It's a letter to the editor .. it's not being "masqueraded as science", it is openly declared as an opinion held by some scientists.
Scientists are not homogenuous in opinion, there is a long history of differing opinions in letters to editors in science journals.
Are you
* ignorant of this, or
* delibrately misframing it?
> That these individuals are abusing their scientific authority in such a flagrant way.
Again, it's a letter to the editor expressing the opinion of some. The horse you've climbed up upon here appears quite high.
> Eliminating taxpayer-funded DEI programs is not "white supremacist ideology".
^F "white supremacist" in https://www.science.org/doi/10.1126/science.adq4733 and the only use of the phrase is:
The current political climate is tremendously hostile for BIPOC scientists. [..]
.. institutions must resist by taking legal action against civil liberty violations that result from anti-DEI directives. ..

### [Given data]

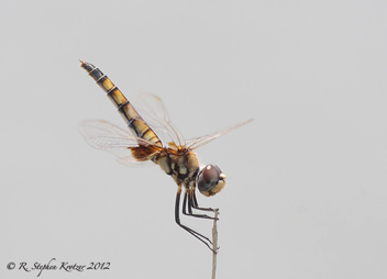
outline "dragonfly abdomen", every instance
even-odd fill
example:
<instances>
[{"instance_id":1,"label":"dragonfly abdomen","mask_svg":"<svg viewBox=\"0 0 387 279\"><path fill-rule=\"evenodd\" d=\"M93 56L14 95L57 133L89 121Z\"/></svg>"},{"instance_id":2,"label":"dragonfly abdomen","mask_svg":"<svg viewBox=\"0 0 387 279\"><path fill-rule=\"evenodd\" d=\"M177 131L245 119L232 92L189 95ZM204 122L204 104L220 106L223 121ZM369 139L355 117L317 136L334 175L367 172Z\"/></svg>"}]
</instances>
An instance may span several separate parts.
<instances>
[{"instance_id":1,"label":"dragonfly abdomen","mask_svg":"<svg viewBox=\"0 0 387 279\"><path fill-rule=\"evenodd\" d=\"M146 142L150 142L156 146L163 147L158 136L153 130L145 123L145 121L139 115L133 105L123 96L120 89L104 75L99 68L90 63L81 62L80 65L89 76L92 77L97 83L108 94L110 101L115 105L122 119L126 122L131 132ZM145 143L139 143L145 144Z\"/></svg>"}]
</instances>

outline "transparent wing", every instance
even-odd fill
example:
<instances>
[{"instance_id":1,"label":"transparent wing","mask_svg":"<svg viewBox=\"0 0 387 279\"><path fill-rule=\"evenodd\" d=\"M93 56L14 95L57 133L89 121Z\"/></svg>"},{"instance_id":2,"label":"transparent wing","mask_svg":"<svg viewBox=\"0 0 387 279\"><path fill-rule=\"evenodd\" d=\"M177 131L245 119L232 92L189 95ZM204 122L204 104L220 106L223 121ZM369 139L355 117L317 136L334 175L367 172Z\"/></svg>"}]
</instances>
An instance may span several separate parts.
<instances>
[{"instance_id":1,"label":"transparent wing","mask_svg":"<svg viewBox=\"0 0 387 279\"><path fill-rule=\"evenodd\" d=\"M206 135L206 136L201 136L201 137L194 137L194 138L190 138L190 140L186 140L186 144L187 144L187 147L191 148L191 149L196 149L200 146L203 146L204 144L208 144L209 142L215 140L217 137L220 137L222 135L225 135L226 133L244 125L244 124L247 124L248 122L252 122L253 119L250 119L245 122L242 122L242 123L239 123L236 125L233 125L233 126L230 126L230 127L226 127L226 129L223 129L221 131L218 131L215 133L212 133L212 134L209 134L209 135Z\"/></svg>"},{"instance_id":2,"label":"transparent wing","mask_svg":"<svg viewBox=\"0 0 387 279\"><path fill-rule=\"evenodd\" d=\"M118 156L118 161L126 166L152 166L152 161L139 161L132 156L129 147L140 144L151 144L143 138L133 136L129 131L102 120L88 120L79 124L79 132L86 142L101 150Z\"/></svg>"},{"instance_id":3,"label":"transparent wing","mask_svg":"<svg viewBox=\"0 0 387 279\"><path fill-rule=\"evenodd\" d=\"M144 121L154 130L164 145L168 143L185 145L184 137L174 124L172 124L168 112L159 97L151 93L141 93L133 99L132 104ZM169 147L174 148L173 145Z\"/></svg>"}]
</instances>

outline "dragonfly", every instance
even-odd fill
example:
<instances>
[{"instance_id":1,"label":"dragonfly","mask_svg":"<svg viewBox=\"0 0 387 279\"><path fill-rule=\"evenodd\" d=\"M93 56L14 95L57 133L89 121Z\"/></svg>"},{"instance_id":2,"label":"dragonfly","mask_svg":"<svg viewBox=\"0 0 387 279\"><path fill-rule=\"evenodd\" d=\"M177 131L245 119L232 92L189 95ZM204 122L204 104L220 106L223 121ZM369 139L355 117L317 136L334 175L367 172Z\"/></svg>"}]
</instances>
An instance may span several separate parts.
<instances>
[{"instance_id":1,"label":"dragonfly","mask_svg":"<svg viewBox=\"0 0 387 279\"><path fill-rule=\"evenodd\" d=\"M199 207L196 188L206 197L214 196L224 188L225 175L217 165L200 166L195 150L251 122L252 119L206 136L185 140L170 122L161 98L151 93L142 93L137 97L134 108L99 68L85 60L80 63L80 67L107 93L129 127L129 130L123 130L100 120L84 121L79 124L79 131L86 142L97 149L110 152L118 157L119 163L130 167L158 165L177 185L175 222L217 253L211 248L210 238L180 222L181 191L184 188L181 204L184 215L214 220L213 216L199 214L206 211L214 212L214 209Z\"/></svg>"}]
</instances>

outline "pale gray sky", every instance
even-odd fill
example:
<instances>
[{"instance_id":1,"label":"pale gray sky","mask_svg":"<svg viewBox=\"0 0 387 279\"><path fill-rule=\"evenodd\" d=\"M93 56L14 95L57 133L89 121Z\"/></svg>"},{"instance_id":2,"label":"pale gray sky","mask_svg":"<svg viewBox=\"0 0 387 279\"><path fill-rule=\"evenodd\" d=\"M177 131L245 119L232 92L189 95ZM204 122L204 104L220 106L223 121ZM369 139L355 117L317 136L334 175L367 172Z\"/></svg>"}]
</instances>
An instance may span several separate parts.
<instances>
[{"instance_id":1,"label":"pale gray sky","mask_svg":"<svg viewBox=\"0 0 387 279\"><path fill-rule=\"evenodd\" d=\"M0 277L10 261L109 270L41 278L209 278L174 222L176 186L86 144L124 123L79 67L132 99L158 94L186 137L254 118L198 149L228 176L218 278L386 278L385 1L1 1ZM211 222L185 222L206 235Z\"/></svg>"}]
</instances>

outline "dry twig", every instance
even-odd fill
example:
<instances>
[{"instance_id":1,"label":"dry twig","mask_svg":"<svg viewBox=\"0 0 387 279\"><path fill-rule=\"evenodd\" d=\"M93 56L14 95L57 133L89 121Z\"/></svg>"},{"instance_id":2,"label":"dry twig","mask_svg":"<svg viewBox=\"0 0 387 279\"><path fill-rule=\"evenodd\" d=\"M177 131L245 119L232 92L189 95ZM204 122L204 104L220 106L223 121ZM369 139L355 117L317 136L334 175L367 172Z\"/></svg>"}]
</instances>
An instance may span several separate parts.
<instances>
[{"instance_id":1,"label":"dry twig","mask_svg":"<svg viewBox=\"0 0 387 279\"><path fill-rule=\"evenodd\" d=\"M218 256L218 228L217 228L217 221L218 221L218 215L219 215L219 209L214 210L215 215L213 220L213 226L212 226L212 249L214 250L212 253L212 277L211 279L215 279L217 275L217 256Z\"/></svg>"}]
</instances>

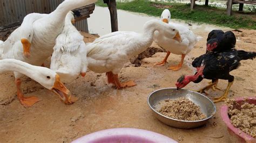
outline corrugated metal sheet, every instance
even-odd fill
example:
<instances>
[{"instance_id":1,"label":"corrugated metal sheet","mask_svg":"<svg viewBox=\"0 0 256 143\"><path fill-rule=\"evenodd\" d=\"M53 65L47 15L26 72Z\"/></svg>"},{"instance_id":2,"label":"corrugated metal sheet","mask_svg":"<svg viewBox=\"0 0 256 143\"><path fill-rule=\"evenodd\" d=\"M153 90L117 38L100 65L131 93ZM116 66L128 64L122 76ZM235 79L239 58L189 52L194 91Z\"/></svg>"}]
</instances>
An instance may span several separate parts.
<instances>
[{"instance_id":1,"label":"corrugated metal sheet","mask_svg":"<svg viewBox=\"0 0 256 143\"><path fill-rule=\"evenodd\" d=\"M26 16L24 0L0 0L0 24L21 22Z\"/></svg>"},{"instance_id":2,"label":"corrugated metal sheet","mask_svg":"<svg viewBox=\"0 0 256 143\"><path fill-rule=\"evenodd\" d=\"M24 17L32 12L49 13L64 0L0 0L0 27L21 24ZM88 32L87 20L75 24L79 31Z\"/></svg>"}]
</instances>

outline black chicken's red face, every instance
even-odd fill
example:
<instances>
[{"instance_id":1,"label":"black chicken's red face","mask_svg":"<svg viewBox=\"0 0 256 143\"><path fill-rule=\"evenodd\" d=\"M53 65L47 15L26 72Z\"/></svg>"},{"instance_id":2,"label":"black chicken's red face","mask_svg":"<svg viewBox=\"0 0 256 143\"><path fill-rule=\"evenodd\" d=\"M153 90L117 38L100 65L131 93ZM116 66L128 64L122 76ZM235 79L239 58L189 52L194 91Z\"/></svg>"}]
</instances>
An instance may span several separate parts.
<instances>
[{"instance_id":1,"label":"black chicken's red face","mask_svg":"<svg viewBox=\"0 0 256 143\"><path fill-rule=\"evenodd\" d=\"M206 44L207 51L213 51L218 46L218 41L211 39Z\"/></svg>"},{"instance_id":2,"label":"black chicken's red face","mask_svg":"<svg viewBox=\"0 0 256 143\"><path fill-rule=\"evenodd\" d=\"M190 81L187 79L187 77L185 75L182 75L178 79L177 82L175 85L176 85L177 89L179 90L181 88L185 87L188 83Z\"/></svg>"}]
</instances>

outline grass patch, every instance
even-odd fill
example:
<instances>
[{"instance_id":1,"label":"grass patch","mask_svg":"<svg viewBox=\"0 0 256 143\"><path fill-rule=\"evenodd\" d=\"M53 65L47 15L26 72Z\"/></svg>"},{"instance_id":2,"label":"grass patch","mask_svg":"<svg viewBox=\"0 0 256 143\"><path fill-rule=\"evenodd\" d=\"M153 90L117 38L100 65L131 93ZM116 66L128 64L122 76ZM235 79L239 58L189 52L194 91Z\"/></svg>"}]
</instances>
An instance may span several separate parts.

### [Explore the material]
1. In the comment about the letter to the editor, how is the letter openly declared?
2. Write the next part of the comment about the letter to the editor, picking up after its final sentence.
You will not need the listing for this.

### [Results of the exercise]
1. As an opinion held by some scientists.

2.
As political parties in the US and beyond seek to recodify white supremacist philosophies, STEM leadership must take urgent action to protect and support all members of our diverse scientific community.
As is clear to native english as a first language readers, that does not state that "Eliminating taxpayer-funded DEI programs is white supremacist ideology".You have badly paraphrased an assertion that "anti-DEI directives" (those directives stronger than simple removal) are resulting in civil liberty violations (ie. the racists feel emboldened).
The only thing I see here is an opinion piece expressed in a letter to the editor and whole lot of puffery, lambast, and smoke in response.
The letter states: "As political parties in the US and beyond seek to recodify white supremacist philosophies, STEM leadership must take urgent action." This clearly implies a link between anti-DEI efforts and white supremacy. This is an inflammatory leap, and tying it to their PhDs, let alone to Science, disgraces the scientific establishment. And your claim that this doesn't refer to anti-DEI efforts is disingenuous. There is no other phenomenon at play that the alleged "recodification of white supremacy philosophies" could be referring to. The letter is a reaction to the anti-DEI program and is plainly implying that this program amounts to recodification of white supremacy philosophies.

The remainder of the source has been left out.